§ **SELECTED EXTRACT**
/---

Brad suggested this solution, however, it seemed undesirable to
add yet another hack to DNS..... .
> Some others (eg, forwarding by L4/L7
> switch), are forwardable, but don't transfer state (at least not
> easily). Finally, others (eg, URL rewriting) aren't forwardable (and
> so don't have forwarding loops).
And yet another problem is a system with a combination of L4/L7 switching,
URL rewriting and DNS redirection.
>
> Question: Is the goal to have loop avoidance for all of these types of
> mechanisms (well, the last are easy since they can't loop)? If it's
> just for DNS, then it can be embedded into the lookup protocol (more
> on this in a second); if it's got to cover L4/7 forwarding, then it
> can't (unless L7 forwarding is defined to require header adjustment).

\---

§ **INSTRUCTION 1**
Pull out each line of the entries that contains the word "dense".

§ **DATA ROWS**
/---

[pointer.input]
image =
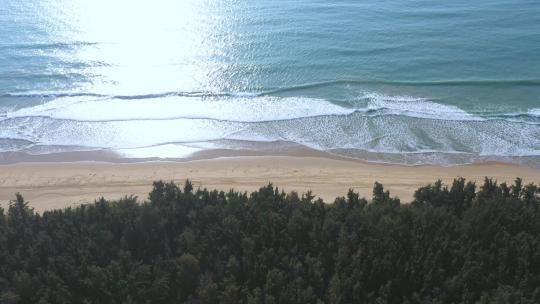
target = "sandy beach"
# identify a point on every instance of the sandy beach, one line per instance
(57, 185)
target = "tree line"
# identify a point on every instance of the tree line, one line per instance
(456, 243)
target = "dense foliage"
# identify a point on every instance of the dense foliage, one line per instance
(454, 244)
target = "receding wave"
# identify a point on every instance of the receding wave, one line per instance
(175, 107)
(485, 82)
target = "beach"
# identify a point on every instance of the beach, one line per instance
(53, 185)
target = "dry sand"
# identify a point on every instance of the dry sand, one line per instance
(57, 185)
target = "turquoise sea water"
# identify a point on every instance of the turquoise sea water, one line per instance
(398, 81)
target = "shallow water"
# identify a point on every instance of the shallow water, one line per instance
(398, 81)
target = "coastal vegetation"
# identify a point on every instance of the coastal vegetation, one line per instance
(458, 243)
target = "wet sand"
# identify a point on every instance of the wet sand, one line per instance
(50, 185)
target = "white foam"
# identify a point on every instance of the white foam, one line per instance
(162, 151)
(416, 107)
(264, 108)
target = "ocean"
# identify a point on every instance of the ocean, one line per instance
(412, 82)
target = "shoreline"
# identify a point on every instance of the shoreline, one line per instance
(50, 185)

\---
/---

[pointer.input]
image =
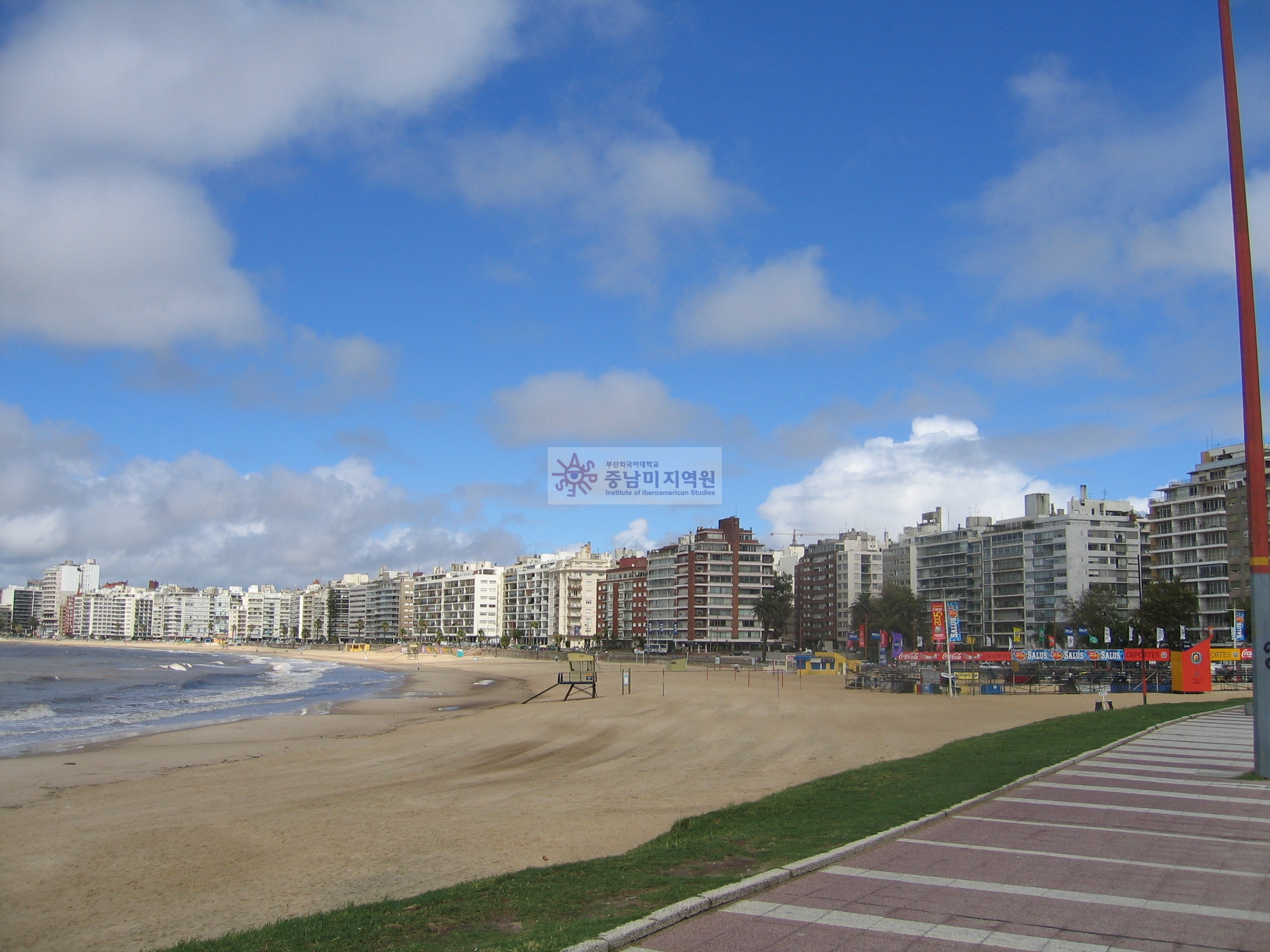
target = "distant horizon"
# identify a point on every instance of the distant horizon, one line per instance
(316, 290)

\---
/---

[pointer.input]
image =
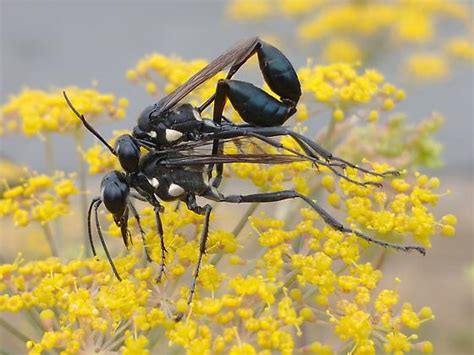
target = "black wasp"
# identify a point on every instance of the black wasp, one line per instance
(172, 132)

\---

§ **INSTRUCTION 2**
Proceed with the discussion of forwarding loops in request redirection, picking up after its final sentence.

§ **REPLY 1**
target = "dense foliage"
# identify a point on every instance of the dense foliage, one line per instance

§ **REPLY 2**
>
> The reason I ask is that transient loops are going to be harder to
> take care of if the loop avoidance is in a separate mechanism. Even
> if the loop avoidance protocol works correctly, there will always be
> asynchronies between the various Request Routers and gaps between the
> loop-avoidance and redirection parts (which can be probably be solved,
> but require more care). On the other hand, if you require this state
> transfer for a mechanism, it limits the space of mechanisms.
> In addition, there seemed to be some concern about using these sorts
> of state transference hacks in the redirection mechanism; if you
> don't, though, then you're back to the same problem with transients.
>
> If there are non-state-transfering RR mechanisms, or if using these
> state-transfer hacks is deprecated, I think it be might easier simply
> to make all mechanisms non-forwardable (eg, there are two classes of
> DNS names, and compliant nameservers can only change class A into
> class B, not vice versa). It then becomes the responsibility of the
> RRS (do I have that right?) to follow the chain of redirections to
> come to a final answer. Presumably this is done implicitly, by
> reading over the set of announcements.
>
> On reflection, this may be the right way to go, regardless, because it
> treats all RR mechanisms uniformly. This is similar in spirit to
> Oliver's suggestion to limit the hierarchy depth. But maybe there are
> specific scenarios in mind that require deep forwarding hierarchies?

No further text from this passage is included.